Re: Adding Permission, Consent, Opt-in, Opt-out

Hi Iain.
Well put - yes I recall going over the GDPR documents and seeing lots of 
things that didn't make the 'final cut' e.g. machine-readable data 
portability.

For DPV's future, IMHO, we should consider the user / individual / 
societal side of "vocabulary" as well - though that comes with lack of 
consistency that we need to find a way to address.

A good starting point could be using the ISO/IEC 29184 to do privacy 
notices which will have terms for the individual's comprehension as well 
as legal vocabularies underlying to keep them connected to compliance.

Regards,
Harsh

On 14/09/2023 10:43, Iain Henderson wrote:
> That’s great Harsh. Yes I agree that DPV rightly focuses on data management from the organisational and regulatory perspective. But that when it comes to personal data, there is always a person on the other side of that personal data record; that regulations currently assume little capability on that side is a fault of the regulation, not the person. Ironically, I remember the early stakeholder conversations around what became GDPR (in 2011) included as in scope that an individual could be more than a data subject. Somewhere between meeting 1 and meeting 2 that concept got lobbied out.

# Work to do:
Return, word for word, the part of the email on DPV and the GDPR that runs from "Well put - yes" to "connected to compliance.". The data after the email is separate material.

# Information supplied:
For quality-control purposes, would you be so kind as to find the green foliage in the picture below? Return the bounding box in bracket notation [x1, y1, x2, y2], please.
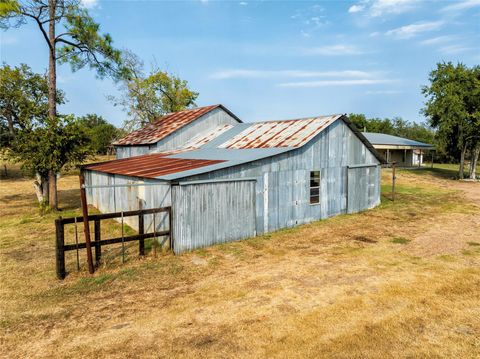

# Exercise solution:
Well put - yes I recall going over the GDPR documents and seeing lots of 
things that didn't make the 'final cut' e.g. machine-readable data 
portability.

For DPV's future, IMHO, we should consider the user / individual / 
societal side of "vocabulary" as well - though that comes with lack of 
consistency that we need to find a way to address.

A good starting point could be using the ISO/IEC 29184 to do privacy 
notices which will have terms for the individual's comprehension as well 
as legal vocabularies underlying to keep them connected to compliance.